Exercise input:

========

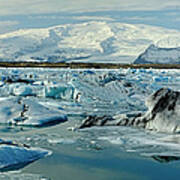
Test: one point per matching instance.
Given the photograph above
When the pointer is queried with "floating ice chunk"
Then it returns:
(28, 112)
(14, 156)
(163, 114)
(22, 90)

========

Required action: Transcribe all of the data above verbatim but omit every picture.

Output for this task:
Test: one point per matching instance.
Given the photograph above
When the pointer is queried with "floating ice chunk"
Then it returns:
(28, 112)
(14, 156)
(163, 114)
(22, 90)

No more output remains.